## START EXTRACTED TEXT

In PyTorch, every array has a device, we often refer it as a context.
So far, by default, all variables
and associated computation
have been assigned to the CPU.
Typically, other contexts might be various GPUs.
Things can get even hairier when
we deploy jobs across multiple servers.
By assigning arrays to contexts intelligently,
we can minimize the time spent
transferring data between devices.
For example, when training neural networks on a server with a GPU,
we typically prefer for the model's parameters to live on the GPU.

Next, we need to confirm that
the GPU version of PyTorch is installed.
If a CPU version of PyTorch is already installed,
we need to uninstall it first.
For example, use the `pip uninstall torch` command,
then install the corresponding PyTorch version
according to your CUDA version.
Assuming you have CUDA 10.0 installed,
you can install the PyTorch version
that supports CUDA 10.0 via `pip install torch-cu100`.


To run the programs in this section,
you need at least two GPUs.
Note that this might be extravagant for most desktop computers
but it is easily available in the cloud, e.g.,
by using the AWS EC2 multi-GPU instances.
Almost all other sections do *not* require multiple GPUs.
Instead, this is simply to illustrate
how data flow between different devices.

## [**Computing Devices**]

We can specify devices, such as CPUs and GPUs,
for storage and calculation.
By default, tensors are created in the main memory
and then use the CPU to calculate it.


In PyTorch, the CPU and GPU can be indicated by `torch.device('cpu')` and `torch.device('cuda')`.
It should be noted that the `cpu` device
means all physical CPUs and memory.
This means that PyTorch's calculations
will try to use all CPU cores.
However, a `gpu` device only represents one card
and the corresponding memory.

## END EXTRACTED TEXT
## START DATASET ROWS

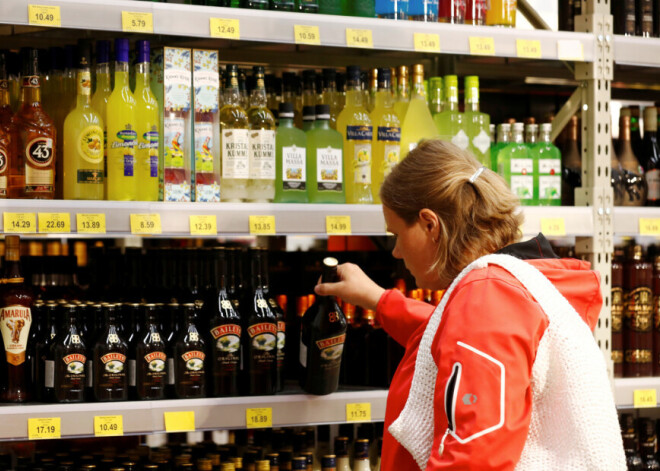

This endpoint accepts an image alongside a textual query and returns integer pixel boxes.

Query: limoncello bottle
[106,38,137,201]
[307,105,346,203]
[433,75,470,150]
[395,64,438,159]
[135,41,160,201]
[248,66,276,202]
[463,75,490,166]
[275,103,308,203]
[337,65,373,204]
[371,68,401,204]
[63,40,105,200]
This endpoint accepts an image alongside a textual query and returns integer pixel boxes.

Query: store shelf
[0,390,387,440]
[0,0,596,62]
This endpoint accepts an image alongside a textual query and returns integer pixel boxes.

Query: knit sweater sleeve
[376,290,435,347]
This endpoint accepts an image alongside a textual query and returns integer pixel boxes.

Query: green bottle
[463,75,490,166]
[274,103,308,203]
[531,123,561,206]
[307,105,346,204]
[497,123,534,206]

## END DATASET ROWS

> **WHAT IS ASKED**
In the text on PyTorch devices, how many GPUs are needed to run the programs in that section?

> **THE SOLUTION**
At least two GPUs.